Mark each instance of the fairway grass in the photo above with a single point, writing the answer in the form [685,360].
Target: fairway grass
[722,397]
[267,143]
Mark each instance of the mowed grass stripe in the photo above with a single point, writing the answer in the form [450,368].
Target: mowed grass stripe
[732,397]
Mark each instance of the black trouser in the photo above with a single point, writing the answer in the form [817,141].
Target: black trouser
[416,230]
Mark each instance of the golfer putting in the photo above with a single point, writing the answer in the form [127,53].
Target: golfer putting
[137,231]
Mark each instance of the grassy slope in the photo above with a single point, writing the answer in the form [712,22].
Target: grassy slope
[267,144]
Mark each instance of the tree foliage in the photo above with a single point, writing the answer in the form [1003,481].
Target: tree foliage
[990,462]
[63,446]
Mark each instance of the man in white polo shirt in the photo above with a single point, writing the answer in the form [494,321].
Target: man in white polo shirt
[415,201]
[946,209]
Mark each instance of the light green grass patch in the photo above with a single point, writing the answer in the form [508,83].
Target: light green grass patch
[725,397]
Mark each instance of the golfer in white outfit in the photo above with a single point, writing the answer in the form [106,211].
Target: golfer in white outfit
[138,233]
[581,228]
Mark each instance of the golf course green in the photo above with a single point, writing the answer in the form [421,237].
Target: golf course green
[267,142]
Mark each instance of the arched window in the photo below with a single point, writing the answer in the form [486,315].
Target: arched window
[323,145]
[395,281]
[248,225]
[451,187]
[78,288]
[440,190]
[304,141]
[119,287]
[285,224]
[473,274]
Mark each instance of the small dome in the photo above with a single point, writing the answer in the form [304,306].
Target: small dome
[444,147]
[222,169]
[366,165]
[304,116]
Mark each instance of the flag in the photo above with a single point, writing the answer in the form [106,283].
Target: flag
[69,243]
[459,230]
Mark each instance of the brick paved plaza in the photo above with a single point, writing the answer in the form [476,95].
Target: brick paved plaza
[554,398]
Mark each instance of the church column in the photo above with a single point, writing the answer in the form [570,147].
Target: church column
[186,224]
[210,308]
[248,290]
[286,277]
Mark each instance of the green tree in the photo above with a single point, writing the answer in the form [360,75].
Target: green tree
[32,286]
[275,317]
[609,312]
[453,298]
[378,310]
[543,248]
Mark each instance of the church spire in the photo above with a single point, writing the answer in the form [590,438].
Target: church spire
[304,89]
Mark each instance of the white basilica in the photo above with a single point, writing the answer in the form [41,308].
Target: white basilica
+++
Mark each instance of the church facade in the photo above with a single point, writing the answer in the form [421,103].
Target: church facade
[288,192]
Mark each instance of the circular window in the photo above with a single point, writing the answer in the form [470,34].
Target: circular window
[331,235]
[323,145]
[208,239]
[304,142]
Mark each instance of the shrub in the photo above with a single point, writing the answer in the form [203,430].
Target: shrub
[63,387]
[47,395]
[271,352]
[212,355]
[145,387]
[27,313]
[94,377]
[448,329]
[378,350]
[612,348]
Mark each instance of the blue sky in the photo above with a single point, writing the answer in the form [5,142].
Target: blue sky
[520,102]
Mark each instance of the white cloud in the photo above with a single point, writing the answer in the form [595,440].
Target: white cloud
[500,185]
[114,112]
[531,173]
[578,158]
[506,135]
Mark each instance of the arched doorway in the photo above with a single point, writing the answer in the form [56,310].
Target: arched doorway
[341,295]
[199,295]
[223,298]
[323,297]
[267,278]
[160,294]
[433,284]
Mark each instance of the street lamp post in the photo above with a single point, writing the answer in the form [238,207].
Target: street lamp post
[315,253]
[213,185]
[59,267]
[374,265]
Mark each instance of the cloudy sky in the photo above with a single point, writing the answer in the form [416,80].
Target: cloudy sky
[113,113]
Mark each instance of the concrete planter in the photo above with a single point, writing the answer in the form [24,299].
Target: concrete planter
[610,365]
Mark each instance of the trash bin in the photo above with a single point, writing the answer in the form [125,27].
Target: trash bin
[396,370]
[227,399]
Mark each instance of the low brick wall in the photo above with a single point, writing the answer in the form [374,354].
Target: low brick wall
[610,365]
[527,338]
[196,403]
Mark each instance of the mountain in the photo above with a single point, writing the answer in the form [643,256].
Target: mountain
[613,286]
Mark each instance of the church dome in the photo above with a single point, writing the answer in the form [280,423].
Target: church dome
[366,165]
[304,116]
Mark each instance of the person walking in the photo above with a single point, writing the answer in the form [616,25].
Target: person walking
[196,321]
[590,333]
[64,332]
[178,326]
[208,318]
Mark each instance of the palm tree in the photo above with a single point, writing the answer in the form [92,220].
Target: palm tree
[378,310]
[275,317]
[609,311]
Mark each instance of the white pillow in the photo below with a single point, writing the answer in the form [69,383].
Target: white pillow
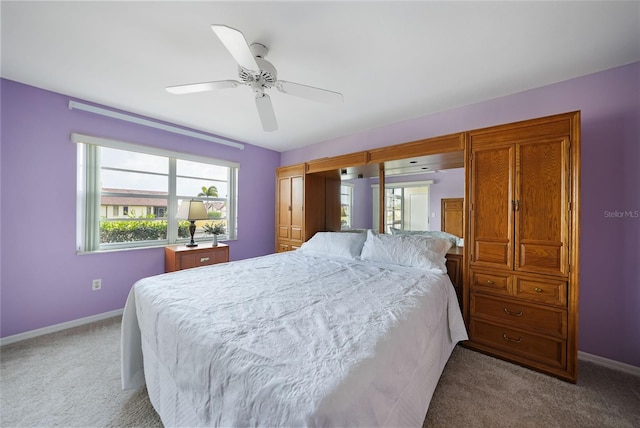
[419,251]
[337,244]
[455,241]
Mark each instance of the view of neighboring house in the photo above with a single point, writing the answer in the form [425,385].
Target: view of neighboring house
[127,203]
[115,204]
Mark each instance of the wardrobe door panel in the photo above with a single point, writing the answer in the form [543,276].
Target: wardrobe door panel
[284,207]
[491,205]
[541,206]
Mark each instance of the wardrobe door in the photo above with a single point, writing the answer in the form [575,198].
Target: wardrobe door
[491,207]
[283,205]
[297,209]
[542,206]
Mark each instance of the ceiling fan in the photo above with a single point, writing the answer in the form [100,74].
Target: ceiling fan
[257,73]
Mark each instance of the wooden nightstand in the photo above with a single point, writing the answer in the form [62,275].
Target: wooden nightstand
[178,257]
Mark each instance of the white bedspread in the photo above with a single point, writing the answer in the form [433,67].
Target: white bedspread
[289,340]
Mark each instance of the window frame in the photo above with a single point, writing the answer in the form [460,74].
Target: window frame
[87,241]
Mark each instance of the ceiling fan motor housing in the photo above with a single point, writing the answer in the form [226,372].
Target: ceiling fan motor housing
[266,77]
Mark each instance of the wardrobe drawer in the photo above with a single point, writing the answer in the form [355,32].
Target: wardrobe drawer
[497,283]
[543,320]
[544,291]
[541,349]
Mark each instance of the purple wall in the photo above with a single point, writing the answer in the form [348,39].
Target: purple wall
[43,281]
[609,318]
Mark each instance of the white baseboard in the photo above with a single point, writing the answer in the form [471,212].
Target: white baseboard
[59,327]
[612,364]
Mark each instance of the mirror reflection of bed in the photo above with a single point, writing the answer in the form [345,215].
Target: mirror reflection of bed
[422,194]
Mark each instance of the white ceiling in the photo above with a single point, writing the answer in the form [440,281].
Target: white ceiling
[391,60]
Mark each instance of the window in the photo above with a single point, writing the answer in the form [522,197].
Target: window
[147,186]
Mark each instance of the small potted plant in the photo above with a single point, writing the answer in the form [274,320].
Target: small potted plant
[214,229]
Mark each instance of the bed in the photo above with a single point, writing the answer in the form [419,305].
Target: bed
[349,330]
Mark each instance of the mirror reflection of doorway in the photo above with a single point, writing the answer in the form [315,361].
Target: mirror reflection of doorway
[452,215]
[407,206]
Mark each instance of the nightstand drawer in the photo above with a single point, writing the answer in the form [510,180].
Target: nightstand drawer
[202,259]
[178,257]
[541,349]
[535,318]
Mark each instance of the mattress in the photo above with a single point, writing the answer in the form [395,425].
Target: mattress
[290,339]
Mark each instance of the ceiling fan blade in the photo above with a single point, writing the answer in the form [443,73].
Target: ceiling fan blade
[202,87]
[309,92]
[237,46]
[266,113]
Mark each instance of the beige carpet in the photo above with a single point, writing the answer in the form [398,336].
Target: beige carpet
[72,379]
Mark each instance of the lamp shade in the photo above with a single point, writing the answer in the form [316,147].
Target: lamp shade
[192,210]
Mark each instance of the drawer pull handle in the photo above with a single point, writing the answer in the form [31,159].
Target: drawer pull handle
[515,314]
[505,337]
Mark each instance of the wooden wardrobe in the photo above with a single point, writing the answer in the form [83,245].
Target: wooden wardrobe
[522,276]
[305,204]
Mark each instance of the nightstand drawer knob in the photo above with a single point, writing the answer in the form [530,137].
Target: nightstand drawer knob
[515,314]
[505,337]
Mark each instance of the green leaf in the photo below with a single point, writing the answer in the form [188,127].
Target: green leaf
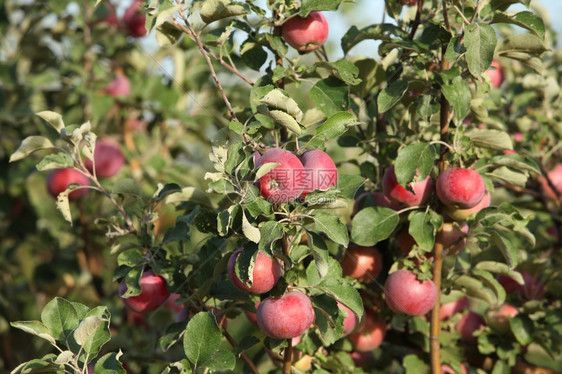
+++
THE TASK = Count the lines in the records above that contain the string "handle", treating case as significant, and reply with only that number.

EXERCISE OUTPUT = 2